Source information:
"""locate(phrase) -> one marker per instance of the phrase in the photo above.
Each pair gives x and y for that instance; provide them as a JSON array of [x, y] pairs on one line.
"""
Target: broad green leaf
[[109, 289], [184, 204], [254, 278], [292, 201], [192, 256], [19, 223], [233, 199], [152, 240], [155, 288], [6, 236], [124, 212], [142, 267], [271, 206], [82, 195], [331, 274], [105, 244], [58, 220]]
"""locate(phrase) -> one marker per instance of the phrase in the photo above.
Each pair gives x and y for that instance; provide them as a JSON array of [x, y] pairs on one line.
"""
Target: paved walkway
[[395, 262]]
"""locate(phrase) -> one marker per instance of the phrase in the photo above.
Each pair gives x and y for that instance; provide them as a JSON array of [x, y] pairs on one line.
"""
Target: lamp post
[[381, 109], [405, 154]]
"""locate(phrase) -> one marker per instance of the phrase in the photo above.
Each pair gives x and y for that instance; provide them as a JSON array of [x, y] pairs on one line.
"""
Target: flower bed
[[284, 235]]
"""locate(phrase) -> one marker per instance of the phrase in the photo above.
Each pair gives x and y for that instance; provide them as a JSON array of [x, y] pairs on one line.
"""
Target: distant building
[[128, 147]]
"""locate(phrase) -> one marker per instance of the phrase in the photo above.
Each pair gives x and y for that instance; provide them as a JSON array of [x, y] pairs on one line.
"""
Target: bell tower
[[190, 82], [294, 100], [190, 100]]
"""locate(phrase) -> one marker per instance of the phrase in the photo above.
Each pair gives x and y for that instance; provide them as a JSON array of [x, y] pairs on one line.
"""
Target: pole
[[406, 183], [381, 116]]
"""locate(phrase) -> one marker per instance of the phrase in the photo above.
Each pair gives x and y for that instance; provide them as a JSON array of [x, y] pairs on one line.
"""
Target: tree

Task directions: Write the records out in full, exactly as they read above.

Solution to the exercise:
"""locate(phrase) -> one marker per instance of the phrase in the photo above.
Each pair gives x and y for that instance; provide them as a JSON array of [x, y] pairs on one line.
"""
Target: broad green leaf
[[109, 289], [184, 204], [254, 278], [292, 201], [192, 256], [19, 223], [233, 199], [152, 240], [155, 288], [6, 236], [124, 212], [142, 267], [271, 206], [82, 195], [331, 274], [105, 244], [58, 220]]
"""locate(phrase) -> one marker per instance of the phrase in the photo above.
Each pair gives x and y for that instance; provide them as a JSON array of [x, y] pairs on one line.
"""
Target: paved walkway
[[395, 262]]
"""locate(phrase) -> one marker per instance of the phrase in the photo above.
Each pair gives x and y for that instance; provide them as a JSON array of [x, y] pairs on one line.
"""
Target: lamp post
[[381, 109], [405, 154]]
"""locate(phrase) -> one marker per instance of the phrase in the photo above.
Each pair gives x and y for that instance; provide them as a JSON array of [x, y] pairs on one line.
"""
Target: flower bed
[[284, 235]]
"""locate(phrase) -> one marker per instance of the phrase in the photo above.
Each pair gives x and y for that instance; provide them as a JSON array of [x, y] pairs on one line.
"""
Target: distant building
[[128, 147]]
"""locate(phrase) -> one marker per instance of the phrase in the photo above.
Each pair gives x and y for that instance; provide them as a JSON array of [x, y] pairs on one line.
"""
Target: bell tower
[[190, 82], [294, 100], [190, 100]]
"""locate(phrase) -> one marker per instance of the phrase in the photo above.
Each pair gives x and y for that instance; provide them as a JSON array of [x, y] pairs on one line.
"""
Target: pole
[[406, 183], [381, 116]]
"""locate(phrase) -> one marker per instance of the phrase in the photo above.
Each pair gives x and y for that instance; provide them as a JSON array of [x, y] pairs on one line.
"""
Target: tree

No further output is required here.